— start of LISTED RECORDS —

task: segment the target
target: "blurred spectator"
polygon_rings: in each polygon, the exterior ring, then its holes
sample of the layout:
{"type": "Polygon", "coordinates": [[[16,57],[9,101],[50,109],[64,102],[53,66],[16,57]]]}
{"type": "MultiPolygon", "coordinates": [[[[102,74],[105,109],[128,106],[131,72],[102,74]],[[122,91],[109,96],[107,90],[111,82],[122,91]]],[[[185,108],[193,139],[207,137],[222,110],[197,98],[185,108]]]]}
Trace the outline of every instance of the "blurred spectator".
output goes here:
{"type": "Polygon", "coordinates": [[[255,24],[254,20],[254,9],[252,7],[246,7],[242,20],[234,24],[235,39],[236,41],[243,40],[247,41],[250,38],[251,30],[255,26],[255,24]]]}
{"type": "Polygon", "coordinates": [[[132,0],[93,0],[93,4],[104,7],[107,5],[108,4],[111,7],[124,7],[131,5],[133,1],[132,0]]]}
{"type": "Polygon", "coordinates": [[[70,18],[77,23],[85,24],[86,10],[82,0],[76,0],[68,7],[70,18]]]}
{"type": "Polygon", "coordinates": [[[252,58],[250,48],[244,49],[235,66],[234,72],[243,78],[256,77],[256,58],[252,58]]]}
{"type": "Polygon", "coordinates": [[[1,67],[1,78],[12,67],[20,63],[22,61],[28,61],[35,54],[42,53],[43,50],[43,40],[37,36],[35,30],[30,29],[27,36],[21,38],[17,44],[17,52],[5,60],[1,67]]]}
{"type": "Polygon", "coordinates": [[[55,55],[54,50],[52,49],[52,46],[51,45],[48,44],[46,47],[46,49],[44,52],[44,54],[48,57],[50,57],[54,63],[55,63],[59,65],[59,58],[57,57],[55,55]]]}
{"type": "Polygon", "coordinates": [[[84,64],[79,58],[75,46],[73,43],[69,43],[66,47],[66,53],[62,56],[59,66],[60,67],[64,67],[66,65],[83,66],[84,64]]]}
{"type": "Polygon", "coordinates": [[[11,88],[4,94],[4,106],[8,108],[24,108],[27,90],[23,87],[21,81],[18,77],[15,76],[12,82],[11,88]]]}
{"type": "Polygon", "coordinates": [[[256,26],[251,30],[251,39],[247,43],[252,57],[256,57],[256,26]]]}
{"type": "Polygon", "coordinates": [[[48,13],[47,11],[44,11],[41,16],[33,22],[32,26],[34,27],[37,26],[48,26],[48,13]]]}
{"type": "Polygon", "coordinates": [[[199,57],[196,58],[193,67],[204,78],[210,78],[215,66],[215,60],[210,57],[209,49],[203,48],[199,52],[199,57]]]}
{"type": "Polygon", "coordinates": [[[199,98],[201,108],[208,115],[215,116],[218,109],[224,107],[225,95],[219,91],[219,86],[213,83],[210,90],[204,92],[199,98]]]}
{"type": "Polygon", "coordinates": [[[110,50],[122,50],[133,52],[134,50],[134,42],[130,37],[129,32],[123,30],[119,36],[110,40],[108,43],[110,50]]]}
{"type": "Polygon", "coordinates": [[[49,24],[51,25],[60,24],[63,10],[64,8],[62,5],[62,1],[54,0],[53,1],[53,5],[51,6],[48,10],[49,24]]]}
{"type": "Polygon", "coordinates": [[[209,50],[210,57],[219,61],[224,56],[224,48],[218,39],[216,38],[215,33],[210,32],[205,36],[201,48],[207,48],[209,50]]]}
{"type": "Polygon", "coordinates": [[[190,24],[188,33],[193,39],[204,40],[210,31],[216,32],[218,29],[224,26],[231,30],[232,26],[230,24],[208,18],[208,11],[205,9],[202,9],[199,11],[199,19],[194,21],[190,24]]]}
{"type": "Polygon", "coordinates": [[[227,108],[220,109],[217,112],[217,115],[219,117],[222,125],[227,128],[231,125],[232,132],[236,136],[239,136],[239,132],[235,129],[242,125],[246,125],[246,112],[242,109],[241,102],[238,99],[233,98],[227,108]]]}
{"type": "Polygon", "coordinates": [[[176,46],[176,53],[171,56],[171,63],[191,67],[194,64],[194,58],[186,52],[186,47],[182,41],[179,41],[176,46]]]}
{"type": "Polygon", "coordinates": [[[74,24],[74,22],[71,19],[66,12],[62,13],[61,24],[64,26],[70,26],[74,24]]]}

— end of LISTED RECORDS —
— start of LISTED RECORDS —

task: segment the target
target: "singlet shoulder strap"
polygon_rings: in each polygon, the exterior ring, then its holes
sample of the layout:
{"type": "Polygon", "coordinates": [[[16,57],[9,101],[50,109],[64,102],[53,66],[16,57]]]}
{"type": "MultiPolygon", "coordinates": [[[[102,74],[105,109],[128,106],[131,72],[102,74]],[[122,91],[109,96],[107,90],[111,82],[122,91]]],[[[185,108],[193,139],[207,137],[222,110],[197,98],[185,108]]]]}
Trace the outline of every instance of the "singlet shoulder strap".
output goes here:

— end of LISTED RECORDS —

**TASK REQUIREMENTS:** Report every line of the records that contains the word "blurred", copying each one in full. Treat case as significant.

**WORKED ANSWER:**
target: "blurred spectator"
Trace the outline of every instance of the "blurred spectator".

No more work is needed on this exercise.